— Start of Materials provided —

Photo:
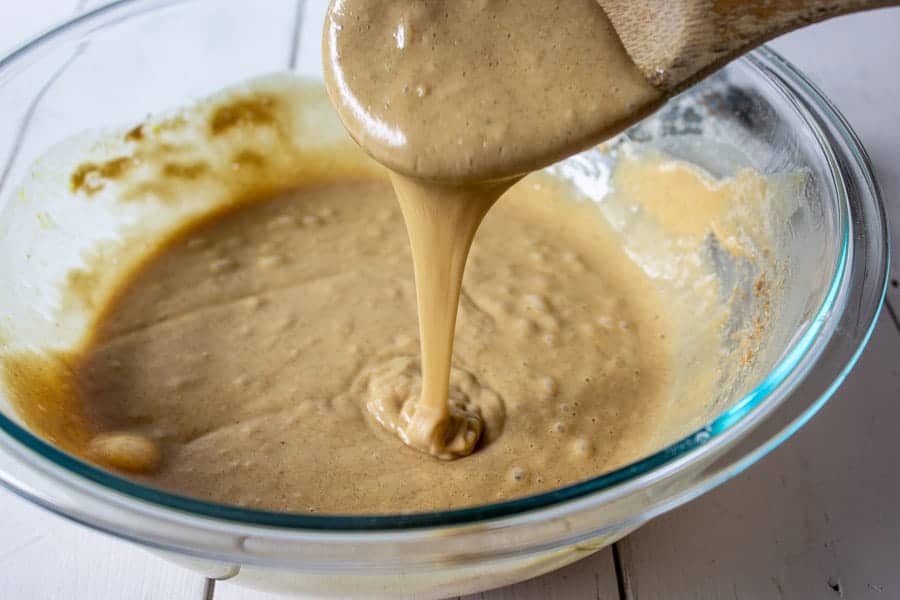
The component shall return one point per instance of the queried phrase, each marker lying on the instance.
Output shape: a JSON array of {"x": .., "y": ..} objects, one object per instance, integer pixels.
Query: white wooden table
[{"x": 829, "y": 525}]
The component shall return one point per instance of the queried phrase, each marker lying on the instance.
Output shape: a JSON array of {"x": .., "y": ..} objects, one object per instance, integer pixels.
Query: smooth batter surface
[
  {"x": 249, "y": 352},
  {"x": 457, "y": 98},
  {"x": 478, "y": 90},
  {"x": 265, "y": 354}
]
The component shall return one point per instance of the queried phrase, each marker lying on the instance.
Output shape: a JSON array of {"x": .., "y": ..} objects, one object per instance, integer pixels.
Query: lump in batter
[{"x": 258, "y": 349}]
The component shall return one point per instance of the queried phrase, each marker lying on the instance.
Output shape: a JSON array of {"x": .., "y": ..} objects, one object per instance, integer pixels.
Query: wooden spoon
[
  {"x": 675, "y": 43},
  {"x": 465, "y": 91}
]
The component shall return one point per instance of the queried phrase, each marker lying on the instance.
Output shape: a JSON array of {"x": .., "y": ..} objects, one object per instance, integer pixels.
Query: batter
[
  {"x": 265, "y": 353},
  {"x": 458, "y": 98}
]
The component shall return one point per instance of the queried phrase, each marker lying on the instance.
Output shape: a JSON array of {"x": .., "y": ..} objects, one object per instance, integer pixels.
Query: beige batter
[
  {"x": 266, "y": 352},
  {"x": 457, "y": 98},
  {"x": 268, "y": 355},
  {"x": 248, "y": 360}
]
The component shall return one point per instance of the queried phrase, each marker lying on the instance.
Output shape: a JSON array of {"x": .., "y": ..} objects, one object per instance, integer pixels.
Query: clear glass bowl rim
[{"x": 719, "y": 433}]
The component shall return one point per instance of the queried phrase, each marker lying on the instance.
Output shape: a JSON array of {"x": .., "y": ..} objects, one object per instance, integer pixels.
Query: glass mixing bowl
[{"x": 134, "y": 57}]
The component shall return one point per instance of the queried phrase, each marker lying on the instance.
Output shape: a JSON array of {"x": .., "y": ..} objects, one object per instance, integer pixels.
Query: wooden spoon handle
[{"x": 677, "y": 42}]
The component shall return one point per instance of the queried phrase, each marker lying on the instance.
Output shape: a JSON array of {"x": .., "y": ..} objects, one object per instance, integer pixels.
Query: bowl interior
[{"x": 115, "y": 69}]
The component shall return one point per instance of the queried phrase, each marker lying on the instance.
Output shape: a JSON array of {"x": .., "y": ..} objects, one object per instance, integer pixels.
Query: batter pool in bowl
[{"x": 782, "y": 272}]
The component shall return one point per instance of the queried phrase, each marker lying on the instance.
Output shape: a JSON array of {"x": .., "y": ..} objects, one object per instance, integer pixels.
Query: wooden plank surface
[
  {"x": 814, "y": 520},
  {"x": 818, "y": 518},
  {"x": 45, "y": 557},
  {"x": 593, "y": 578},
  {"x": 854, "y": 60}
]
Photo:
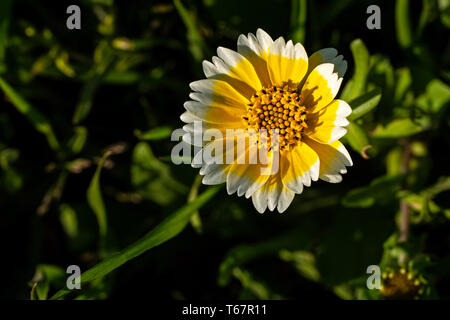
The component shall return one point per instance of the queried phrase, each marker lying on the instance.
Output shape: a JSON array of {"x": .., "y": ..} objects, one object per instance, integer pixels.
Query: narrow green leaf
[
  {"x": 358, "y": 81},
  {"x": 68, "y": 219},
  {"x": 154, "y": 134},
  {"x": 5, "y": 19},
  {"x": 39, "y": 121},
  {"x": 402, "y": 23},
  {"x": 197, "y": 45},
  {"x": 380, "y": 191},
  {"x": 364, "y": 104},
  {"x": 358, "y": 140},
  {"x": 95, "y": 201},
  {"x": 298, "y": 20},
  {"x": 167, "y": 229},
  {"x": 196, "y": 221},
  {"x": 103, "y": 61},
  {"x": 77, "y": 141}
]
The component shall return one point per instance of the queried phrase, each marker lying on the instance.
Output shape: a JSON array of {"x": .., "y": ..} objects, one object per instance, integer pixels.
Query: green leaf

— End of Materials provided —

Find every line in the data above that contains the word "spoon", and copy each of those lines in full.

Query: wooden spoon
Query: wooden spoon handle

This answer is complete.